2022-02-11 Thread Warren Kumari
On Fri, Feb 11, 2022 at 10:21 AM Tim Daneliuk via bind-users <
bind-users@lists.isc.org> wrote:

>
> After some months of poking around, we are now certain that our so-called
> "Business"
> service from Comcast is compromising our DNS servers because of their
> execrable "Security Edge" garbage.  (They are willing to remove this
> 'service'
> only if we are willing to incur a higher monthly recurring fee.)
>
>
According to "the Internet" (aka, some random reddit thread), there is a
way to disable this:
https://www.reddit.com/r/networking/comments/fl0ujm/xfinity_secureedge_for_business_transparently/

It did not *look* like this required changing service / a higher fee, but
...

◆ ◆ ◆ ◆ ◆ ◆ ◆

### Written tasks
[1] Rewrite the thread's paragraph beginning "After some months of poking around" in fewer words, keeping its main facts.
[2] Please return the stretch of the thread from "2022-02-11 Thread Warren" through "monthly recurring fee.)", copied word for word.
The records aren't needed for anything here.

### Record excerpts
◆ ◆ ◆ ◆ ◆ ◆ ◆

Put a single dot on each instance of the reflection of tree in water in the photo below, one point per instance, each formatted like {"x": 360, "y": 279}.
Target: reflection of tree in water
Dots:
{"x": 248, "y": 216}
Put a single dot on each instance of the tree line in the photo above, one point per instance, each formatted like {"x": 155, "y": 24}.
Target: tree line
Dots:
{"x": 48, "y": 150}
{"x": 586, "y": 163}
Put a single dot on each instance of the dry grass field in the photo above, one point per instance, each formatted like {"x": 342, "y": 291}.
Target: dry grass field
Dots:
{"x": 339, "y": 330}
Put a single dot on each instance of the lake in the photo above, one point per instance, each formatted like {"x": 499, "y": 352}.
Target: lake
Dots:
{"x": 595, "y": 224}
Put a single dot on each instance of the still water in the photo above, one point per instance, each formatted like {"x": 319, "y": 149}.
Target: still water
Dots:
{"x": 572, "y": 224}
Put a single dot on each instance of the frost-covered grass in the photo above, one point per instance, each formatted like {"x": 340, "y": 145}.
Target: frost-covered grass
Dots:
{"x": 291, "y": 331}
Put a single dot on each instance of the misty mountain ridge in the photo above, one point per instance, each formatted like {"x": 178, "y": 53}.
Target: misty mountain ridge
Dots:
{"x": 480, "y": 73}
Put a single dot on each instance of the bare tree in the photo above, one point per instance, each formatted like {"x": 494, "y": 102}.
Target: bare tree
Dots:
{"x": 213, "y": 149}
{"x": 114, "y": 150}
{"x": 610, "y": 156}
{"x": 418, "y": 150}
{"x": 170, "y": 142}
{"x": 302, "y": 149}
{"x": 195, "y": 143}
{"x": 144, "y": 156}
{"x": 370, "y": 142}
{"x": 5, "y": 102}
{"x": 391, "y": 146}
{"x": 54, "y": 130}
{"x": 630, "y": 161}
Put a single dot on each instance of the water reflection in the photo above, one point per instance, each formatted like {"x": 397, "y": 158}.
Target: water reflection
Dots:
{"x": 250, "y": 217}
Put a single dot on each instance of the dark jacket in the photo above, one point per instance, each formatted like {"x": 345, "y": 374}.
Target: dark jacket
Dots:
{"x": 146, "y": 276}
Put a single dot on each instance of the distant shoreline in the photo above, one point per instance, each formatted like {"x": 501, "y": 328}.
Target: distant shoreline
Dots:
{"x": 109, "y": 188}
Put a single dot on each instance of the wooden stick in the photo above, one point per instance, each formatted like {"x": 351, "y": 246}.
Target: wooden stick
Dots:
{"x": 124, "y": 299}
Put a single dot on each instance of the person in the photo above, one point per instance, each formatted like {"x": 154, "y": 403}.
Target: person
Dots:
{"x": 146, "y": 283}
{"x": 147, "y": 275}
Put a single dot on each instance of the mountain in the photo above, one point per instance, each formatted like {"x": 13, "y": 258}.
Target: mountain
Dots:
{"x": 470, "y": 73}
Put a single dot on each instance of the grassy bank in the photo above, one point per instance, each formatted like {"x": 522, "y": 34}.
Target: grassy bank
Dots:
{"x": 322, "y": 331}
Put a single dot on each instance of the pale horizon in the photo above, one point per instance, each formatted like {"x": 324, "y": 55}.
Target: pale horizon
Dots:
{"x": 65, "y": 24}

◆ ◆ ◆ ◆ ◆ ◆ ◆

### Replies
[1] After months of investigation, the sender's group is certain that Comcast's "Business" service is compromising their DNS servers through its "Security Edge" feature. Comcast will remove that feature only if they accept a higher monthly recurring fee.

[2]
2022-02-11 Thread Warren Kumari
On Fri, Feb 11, 2022 at 10:21 AM Tim Daneliuk via bind-users <
bind-users@lists.isc.org> wrote:

>
> After some months of poking around, we are now certain that our so-called
> "Business"
> service from Comcast is compromising our DNS servers because of their
> execrable "Security Edge" garbage.  (They are willing to remove this
> 'service'
> only if we are willing to incur a higher monthly recurring fee.)